Revise the passage on the mafia in New York from "Mafiosi had to" through "outside those communities.", putting "members of the mafia" wherever "men of honour" appears.

Text ->
* * *

Nevertheless there were some important differences between the environments that mafiosi worked in at home and in New York. The problem faced by the mafia’s system of territorial dominance was that America was a more mobile and diverse society, with a long tradition of crime and corruption all of its own. The population of Elizabeth Street, as in the other immigrant quarters, was in constant flux. People came and went from the Old World. Many new arrivals moved on to other parts of the US. Others, as they improved their living standards, moved up and out to more salubrious areas in Harlem, Brooklyn, and beyond.

Mafiosi had to be as mobile in the New World as the Italian population they preyed on. Morello had travelled within the US before settling in New York; his gang also had another base in the Sicilian community of East Harlem. Nicola Gentile, a young Sicilian, who was initiated into the mafia in Philadelphia in 1905, moved between mafia
cosche
in different cities several times in his career. (Gentile is the subject of the next chapter.) He had dealings with men of honour in Manhattan and Brooklyn, Pittsburgh, Cleveland, Chicago, Milwaukee, Kansas City, San Francisco, and Canada. What he describes in the years before the First World War is a criminal network firmly rooted in Sicilian communities across North America, but having very little influence outside those communities.

New York was where this network looked to for leadership; it had by far the largest Sicilian population, and it was the main terminal for goods and people arriving from the island. The same mafioso—as reliable a witness as there can be to such things—affirmed that Piddu Morello was the supreme boss of the whole American branch of the mafia until 1909.

Whatever Morello’s status within the Sicilian mafia nationally, it did not make his position much easier in New York. At the time of the ‘body in the barrel’ murder, the Morello
cosca
found its neighbourhoods bounded by crews who played by different rules, spoke a different Italian dialect, or even hailed from an entirely different country. Instead of the constant consultation that took place between
cosche
affiliated to the same association in Sicily, mafiosi in New York City were faced with the underworld equivalent of international diplomacy.

By the time the Morello
cosca
had set up operations in Little Italy, the New York criminal marketplace had already been an arena of ferocious competition for years. The tenements of Manhattan at the turn of the century were a patchwork of territories for gangs of sharp-dressed young hoodlums like the Gas House Gang, the Gophers, the Hudson Dusters, and the Pearl Buttons. In 1903, Paul Kelly’s Five Points gang controlled the area between the Bowery and Broadway that included Little Italy. Kelly had been born Paolo Antonio Vaccarelli in Naples. He took his new Irish-sounding name during a short boxing career. A dapper, soft-spoken man, he reputedly commanded 1,500 toughs, most of them Italian, but including some Jews, Irish, and others. Kelly’s organization embraced prostitution, gambling, protection, property, and machine politics. Although he never stood for office himself, he fed support upwards to Tim ‘Dry Dollar’ Sullivan, the undisputed Democratic boss of the Lower East Side. American-born politicians, particularly the Irish like Sullivan, were the only ones who seemed capable of building a power base that traversed the different ethnic slums.

If, as the papers suggested at the time, the Sicilian mafia had wanted to conquer New York, it would have needed to have arrived half a century earlier. From their base within the Sicilian communities, mafiosi had the resources and skills to carve out a competitive slot in the New York underworld. But they found it impossible to dominate.

* * *

Raw data ->

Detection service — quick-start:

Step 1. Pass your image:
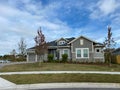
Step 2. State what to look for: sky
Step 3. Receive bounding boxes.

[0,0,120,55]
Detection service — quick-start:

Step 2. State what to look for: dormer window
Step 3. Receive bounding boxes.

[59,41,65,45]
[80,39,83,45]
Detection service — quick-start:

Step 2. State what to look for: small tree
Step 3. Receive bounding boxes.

[10,49,17,61]
[34,28,47,61]
[48,54,54,62]
[62,54,68,62]
[18,38,27,59]
[104,26,115,66]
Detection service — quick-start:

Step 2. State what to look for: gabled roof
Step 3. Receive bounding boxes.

[48,37,75,46]
[68,36,97,44]
[112,48,120,55]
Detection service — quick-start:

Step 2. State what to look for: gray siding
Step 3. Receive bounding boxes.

[27,53,35,61]
[72,37,93,52]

* * *

The response ->
Mafiosi had to be as mobile in the New World as the Italian population they preyed on. Morello had travelled within the US before settling in New York; his gang also had another base in the Sicilian community of East Harlem. Nicola Gentile, a young Sicilian, who was initiated into the mafia in Philadelphia in 1905, moved between mafia
cosche
in different cities several times in his career. (Gentile is the subject of the next chapter.) He had dealings with members of the mafia in Manhattan and Brooklyn, Pittsburgh, Cleveland, Chicago, Milwaukee, Kansas City, San Francisco, and Canada. What he describes in the years before the First World War is a criminal network firmly rooted in Sicilian communities across North America, but having very little influence outside those communities.